TAREA 1 :: Transcribe del fragmento sobre la familia y la justicia social el pasaje que se abre con las palabras que contienen "Indudablemente, el futuro" y se cierra con "hace de él.".
TAREA 2 :: Prosigue el fragmento sobre la familia y la justicia social a partir de su última oración.

FRAGMENTO ::

════

También nos llama la atención, en ese formar familia, la poca vigilancia de las instituciones a lo que constituye la unidad básica de la sociedad. Dicho lo cual, deberíamos repensar en otros sistemas económicos más justos. El actual es una máquina social de producción excluyente, que suele marginar a los más débiles, condenándolos a experiencias migratorias verdaderamente crueles de separación. Esta galopante decadencia de principios, en la actual coyuntura de mundialización, conduce a la falta de un trabajo decente, puesto que hasta las mismas políticas sociales no suelen responder de manera equitativa a los diversos empleadores, ya sean trabajadores nacionales o migrantes. Olvidamos que la justicia social es la piedra angular que nos armoniza. Deberíamos, sin duda, poner más atención en esos trabajadores que son objeto de explotación, discriminación y violencia. Con demasiada reiteración, no pueden acogerse, ni ellos, ni tampoco sus familias, a los sistemas de protección más básicos. Es hora, pues, de despertar y de ver el tipo de sociedad que hemos de construir. Hasta ahora la hemos dividido en dos; aquellos que lo tienen todo, mientras hay otros que no tienen nada. Aquí radica la gran injusticia, la de las tremendas desigualdades. En las Américas, por citar un dato recientísimo, faltan 800.000 profesionales de sanidad, además de estar mal distribuidos al concentrarse básicamente en zonas urbanas o con mayores recursos económicos.
Indudablemente, el futuro de esta sociedad, que aspira a ser unidad y por aquello de respetarnos, no le pongamos grilletes al alba, va a depender, en gran parte, de la familia, al presente tan golpeada y tan incomprendida como jamás. Ahora bien, la mayor división que existe hoy en el mundo es entre la mitad de nuestro futuro, que estará bien educada, y la otra mitad, que se quedará atrás. Y los que se han quedado atrás incluyen a 75 millones de niños y 10 millones de refugiados, en zonas de conflicto u otras emergencias, cuya educación se ha visto interrumpida y para los que la ausencia de educación refleja una promesa incumplida. Algo tremendo, si se tiene en cuenta que el ser humano no es más que lo que la educación hace de él.

════

EXTRACTO DE DATOS ::

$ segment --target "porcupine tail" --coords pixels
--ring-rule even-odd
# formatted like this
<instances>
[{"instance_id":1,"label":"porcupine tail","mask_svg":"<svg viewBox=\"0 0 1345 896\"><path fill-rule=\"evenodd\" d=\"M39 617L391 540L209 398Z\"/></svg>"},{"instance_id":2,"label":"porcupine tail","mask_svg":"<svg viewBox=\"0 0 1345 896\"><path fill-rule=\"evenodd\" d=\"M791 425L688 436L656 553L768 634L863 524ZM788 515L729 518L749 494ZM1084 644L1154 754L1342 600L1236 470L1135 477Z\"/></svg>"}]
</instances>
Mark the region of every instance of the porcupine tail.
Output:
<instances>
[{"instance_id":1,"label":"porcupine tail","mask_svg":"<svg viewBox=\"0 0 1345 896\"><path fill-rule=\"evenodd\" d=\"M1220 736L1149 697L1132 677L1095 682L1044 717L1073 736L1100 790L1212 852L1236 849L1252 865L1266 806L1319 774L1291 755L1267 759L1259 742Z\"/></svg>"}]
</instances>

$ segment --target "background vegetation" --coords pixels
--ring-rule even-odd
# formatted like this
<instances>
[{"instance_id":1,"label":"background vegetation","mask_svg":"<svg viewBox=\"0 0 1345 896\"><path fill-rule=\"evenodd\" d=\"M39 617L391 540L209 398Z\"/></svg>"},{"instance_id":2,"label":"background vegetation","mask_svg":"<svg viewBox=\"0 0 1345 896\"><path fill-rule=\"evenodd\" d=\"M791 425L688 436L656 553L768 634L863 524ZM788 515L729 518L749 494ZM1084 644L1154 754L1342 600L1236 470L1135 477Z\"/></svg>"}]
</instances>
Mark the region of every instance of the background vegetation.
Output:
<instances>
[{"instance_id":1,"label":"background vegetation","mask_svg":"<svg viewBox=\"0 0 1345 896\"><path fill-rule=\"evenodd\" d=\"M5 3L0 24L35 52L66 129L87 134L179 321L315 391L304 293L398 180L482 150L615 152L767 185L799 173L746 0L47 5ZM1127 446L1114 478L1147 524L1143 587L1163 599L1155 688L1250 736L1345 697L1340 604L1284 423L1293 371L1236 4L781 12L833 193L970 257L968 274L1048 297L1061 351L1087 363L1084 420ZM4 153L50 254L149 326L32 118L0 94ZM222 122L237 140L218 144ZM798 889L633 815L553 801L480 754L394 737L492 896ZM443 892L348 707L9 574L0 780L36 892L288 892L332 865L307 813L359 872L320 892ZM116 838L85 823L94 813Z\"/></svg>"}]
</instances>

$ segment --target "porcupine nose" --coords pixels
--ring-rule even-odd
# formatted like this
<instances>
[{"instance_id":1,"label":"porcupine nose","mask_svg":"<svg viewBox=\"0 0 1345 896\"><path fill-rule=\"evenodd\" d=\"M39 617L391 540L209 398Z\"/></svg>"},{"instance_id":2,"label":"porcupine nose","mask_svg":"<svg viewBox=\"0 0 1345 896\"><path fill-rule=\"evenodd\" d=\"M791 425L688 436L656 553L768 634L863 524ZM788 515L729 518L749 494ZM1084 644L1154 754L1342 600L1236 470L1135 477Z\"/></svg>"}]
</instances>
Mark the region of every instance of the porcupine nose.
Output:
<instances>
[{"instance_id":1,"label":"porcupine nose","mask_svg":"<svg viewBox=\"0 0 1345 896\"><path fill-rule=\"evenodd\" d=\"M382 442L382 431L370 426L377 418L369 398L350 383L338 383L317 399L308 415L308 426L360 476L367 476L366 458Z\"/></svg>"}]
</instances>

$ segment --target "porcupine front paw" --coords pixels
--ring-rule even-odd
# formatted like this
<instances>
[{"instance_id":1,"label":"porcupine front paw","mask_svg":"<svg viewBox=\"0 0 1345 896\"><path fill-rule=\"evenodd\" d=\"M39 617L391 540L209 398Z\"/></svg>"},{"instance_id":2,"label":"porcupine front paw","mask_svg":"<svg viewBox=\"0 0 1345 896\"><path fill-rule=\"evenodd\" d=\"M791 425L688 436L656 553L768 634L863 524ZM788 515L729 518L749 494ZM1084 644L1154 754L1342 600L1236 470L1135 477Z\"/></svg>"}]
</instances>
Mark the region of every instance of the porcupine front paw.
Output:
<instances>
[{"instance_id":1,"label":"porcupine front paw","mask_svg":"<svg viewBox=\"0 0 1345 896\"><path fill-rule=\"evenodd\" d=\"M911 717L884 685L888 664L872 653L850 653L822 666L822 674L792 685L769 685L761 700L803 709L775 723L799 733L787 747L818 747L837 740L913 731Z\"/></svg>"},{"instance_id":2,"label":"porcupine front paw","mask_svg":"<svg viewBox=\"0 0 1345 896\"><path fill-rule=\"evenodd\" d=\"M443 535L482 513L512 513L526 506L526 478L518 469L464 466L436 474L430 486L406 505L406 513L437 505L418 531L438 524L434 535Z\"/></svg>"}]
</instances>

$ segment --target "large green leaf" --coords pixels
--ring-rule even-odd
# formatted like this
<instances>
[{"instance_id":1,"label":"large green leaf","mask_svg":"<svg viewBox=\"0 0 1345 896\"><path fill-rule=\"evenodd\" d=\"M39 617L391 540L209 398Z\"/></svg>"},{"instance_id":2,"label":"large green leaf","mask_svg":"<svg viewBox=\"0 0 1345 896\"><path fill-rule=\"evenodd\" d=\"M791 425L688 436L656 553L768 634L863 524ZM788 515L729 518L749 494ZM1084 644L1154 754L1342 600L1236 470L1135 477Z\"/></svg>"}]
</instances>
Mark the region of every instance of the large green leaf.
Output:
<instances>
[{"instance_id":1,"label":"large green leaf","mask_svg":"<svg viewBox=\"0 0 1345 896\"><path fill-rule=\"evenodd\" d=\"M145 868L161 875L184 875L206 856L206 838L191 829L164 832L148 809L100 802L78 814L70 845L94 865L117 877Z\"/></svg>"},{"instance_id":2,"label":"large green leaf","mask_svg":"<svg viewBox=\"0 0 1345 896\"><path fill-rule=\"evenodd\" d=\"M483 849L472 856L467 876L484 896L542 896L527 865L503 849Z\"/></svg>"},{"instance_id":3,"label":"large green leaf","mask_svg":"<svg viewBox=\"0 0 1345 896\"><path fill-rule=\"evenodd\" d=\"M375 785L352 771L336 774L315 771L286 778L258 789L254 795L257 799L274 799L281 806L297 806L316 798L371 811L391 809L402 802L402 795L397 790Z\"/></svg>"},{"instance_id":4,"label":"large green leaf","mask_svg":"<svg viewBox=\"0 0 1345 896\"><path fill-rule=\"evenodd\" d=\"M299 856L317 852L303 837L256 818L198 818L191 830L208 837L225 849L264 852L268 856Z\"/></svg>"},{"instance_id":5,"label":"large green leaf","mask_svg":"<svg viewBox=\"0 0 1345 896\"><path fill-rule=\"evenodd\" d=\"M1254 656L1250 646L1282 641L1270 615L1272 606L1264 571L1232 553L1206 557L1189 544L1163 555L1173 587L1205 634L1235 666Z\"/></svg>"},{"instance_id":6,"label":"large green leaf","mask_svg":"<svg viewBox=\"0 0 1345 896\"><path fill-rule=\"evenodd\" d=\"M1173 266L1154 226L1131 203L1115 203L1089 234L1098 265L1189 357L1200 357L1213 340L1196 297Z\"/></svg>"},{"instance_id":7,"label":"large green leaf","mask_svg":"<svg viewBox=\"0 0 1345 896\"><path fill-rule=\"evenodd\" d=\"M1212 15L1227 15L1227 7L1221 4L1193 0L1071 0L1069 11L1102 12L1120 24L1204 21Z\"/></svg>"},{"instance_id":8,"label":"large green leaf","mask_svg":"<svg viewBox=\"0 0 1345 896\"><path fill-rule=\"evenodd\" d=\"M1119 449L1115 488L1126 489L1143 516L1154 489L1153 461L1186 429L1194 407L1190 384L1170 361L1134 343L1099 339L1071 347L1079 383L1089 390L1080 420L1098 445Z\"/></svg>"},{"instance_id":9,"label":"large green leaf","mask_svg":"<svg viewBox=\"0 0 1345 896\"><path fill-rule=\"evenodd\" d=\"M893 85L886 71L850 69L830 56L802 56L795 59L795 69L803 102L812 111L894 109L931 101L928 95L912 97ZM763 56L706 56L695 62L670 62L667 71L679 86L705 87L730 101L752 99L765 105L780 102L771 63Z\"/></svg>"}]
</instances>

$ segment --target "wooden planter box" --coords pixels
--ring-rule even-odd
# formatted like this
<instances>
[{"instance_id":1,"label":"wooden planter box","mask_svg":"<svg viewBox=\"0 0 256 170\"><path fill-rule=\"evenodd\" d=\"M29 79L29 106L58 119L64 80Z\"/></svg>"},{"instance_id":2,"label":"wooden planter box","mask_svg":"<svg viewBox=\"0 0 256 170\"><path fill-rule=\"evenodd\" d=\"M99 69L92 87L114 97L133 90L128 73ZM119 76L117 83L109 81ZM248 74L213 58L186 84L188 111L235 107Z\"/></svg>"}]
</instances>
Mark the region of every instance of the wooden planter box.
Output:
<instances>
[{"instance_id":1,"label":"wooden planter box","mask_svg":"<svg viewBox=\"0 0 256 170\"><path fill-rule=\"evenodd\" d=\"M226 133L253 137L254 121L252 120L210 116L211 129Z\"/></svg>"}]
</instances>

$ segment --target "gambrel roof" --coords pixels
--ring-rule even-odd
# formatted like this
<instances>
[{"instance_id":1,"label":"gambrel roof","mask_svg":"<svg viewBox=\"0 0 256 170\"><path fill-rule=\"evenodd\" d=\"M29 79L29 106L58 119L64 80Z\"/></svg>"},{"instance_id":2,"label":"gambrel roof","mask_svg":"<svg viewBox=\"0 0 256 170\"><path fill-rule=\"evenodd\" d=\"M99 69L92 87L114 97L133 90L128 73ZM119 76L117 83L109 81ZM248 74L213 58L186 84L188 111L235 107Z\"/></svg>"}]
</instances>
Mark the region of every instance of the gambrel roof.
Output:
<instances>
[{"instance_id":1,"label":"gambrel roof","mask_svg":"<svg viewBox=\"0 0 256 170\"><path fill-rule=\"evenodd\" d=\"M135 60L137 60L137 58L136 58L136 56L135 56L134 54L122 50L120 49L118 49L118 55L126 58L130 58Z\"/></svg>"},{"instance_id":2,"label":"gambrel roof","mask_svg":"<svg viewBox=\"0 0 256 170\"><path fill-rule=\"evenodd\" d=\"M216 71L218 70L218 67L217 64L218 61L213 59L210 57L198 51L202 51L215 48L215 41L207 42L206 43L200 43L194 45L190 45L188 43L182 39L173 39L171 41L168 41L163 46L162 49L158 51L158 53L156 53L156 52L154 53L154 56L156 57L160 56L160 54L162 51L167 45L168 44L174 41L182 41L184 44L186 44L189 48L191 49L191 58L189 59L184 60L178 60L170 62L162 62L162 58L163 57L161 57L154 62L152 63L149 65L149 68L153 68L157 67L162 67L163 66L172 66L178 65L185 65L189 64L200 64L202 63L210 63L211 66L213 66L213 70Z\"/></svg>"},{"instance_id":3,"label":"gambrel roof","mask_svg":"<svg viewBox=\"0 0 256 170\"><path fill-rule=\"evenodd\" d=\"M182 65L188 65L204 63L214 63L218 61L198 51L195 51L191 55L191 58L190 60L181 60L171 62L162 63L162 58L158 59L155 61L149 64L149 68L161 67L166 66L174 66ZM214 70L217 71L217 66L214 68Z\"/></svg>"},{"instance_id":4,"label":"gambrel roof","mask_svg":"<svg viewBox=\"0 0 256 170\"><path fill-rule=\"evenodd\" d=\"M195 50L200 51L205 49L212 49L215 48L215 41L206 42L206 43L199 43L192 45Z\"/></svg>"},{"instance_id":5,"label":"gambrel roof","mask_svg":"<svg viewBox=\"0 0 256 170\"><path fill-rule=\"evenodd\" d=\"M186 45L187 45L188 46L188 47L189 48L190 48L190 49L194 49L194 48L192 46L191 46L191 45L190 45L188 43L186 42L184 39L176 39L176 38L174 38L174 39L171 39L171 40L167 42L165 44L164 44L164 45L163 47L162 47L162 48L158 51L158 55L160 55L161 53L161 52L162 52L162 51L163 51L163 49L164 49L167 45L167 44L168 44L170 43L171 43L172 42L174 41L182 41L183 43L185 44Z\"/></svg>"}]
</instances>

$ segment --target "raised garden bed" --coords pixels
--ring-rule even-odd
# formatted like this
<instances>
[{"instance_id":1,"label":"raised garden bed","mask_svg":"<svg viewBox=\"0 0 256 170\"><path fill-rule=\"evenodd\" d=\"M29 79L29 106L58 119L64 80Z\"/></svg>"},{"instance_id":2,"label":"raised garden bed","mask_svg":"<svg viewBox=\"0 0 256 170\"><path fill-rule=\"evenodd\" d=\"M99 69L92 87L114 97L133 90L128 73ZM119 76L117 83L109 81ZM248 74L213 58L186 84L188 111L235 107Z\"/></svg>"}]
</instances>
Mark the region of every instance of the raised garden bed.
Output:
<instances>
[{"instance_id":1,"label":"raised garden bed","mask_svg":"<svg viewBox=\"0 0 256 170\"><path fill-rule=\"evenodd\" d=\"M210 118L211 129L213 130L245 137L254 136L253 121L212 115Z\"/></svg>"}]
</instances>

════

RESPUESTA 1 ::
Indudablemente, el futuro de esta sociedad, que aspira a ser unidad y por aquello de respetarnos, no le pongamos grilletes al alba, va a depender, en gran parte, de la familia, al presente tan golpeada y tan incomprendida como jamás. Ahora bien, la mayor división que existe hoy en el mundo es entre la mitad de nuestro futuro, que estará bien educada, y la otra mitad, que se quedará atrás. Y los que se han quedado atrás incluyen a 75 millones de niños y 10 millones de refugiados, en zonas de conflicto u otras emergencias, cuya educación se ha visto interrumpida y para los que la ausencia de educación refleja una promesa incumplida. Algo tremendo, si se tiene en cuenta que el ser humano no es más que lo que la educación hace de él.

RESPUESTA 2 ::
Prosiguiendo, bajo esa llamada de atención, en lo que es base y lugar donde las gentes aprenden por primera vez los valores que les guían durante todo su caminar frente al otro, a compartir y a convivir, a conocerse y a reconocerse, es menester acusarse a uno mismo. Sería buen comienzo para esa transformación armónica que todos decimos desear. El bien comienza por el yo para concertarse luego con todos. Sea como fuere, también nos conviene estar alerta ante las grandes amenazas para las familias, como es el aborto, la eutanasia y el suicidio asistido. Por otra parte, convendría que nos interrogáramos sobre esa falta de ayudas e incentivos; ya sea para acompañar a las familias en su rol educativo, mediante las escuelas de padres; ya sea para estimular la estabilidad de la unión conyugal mediante centros de terapia familiar; ya sea para acoger a los abuelos, nuestra memoria viva, y con ellos estarían asegurados la transmisión de los grandes valores a sus nietos, que son el porvenir del mañana. En consecuencia, urge que recapacitemos, cuando menos para que este nudo de tormentos humanos no acabe ahorcándonos como especie. Mal que nos pese, estamos predestinados a entendernos y a vincularnos familiarmente, a través del bálsamo reconciliador del amar de amor amar, para todo tiempo y edades. No perdamos más estaciones, restaurémoslo para el alma, el cambio será patente. ¡Bravo!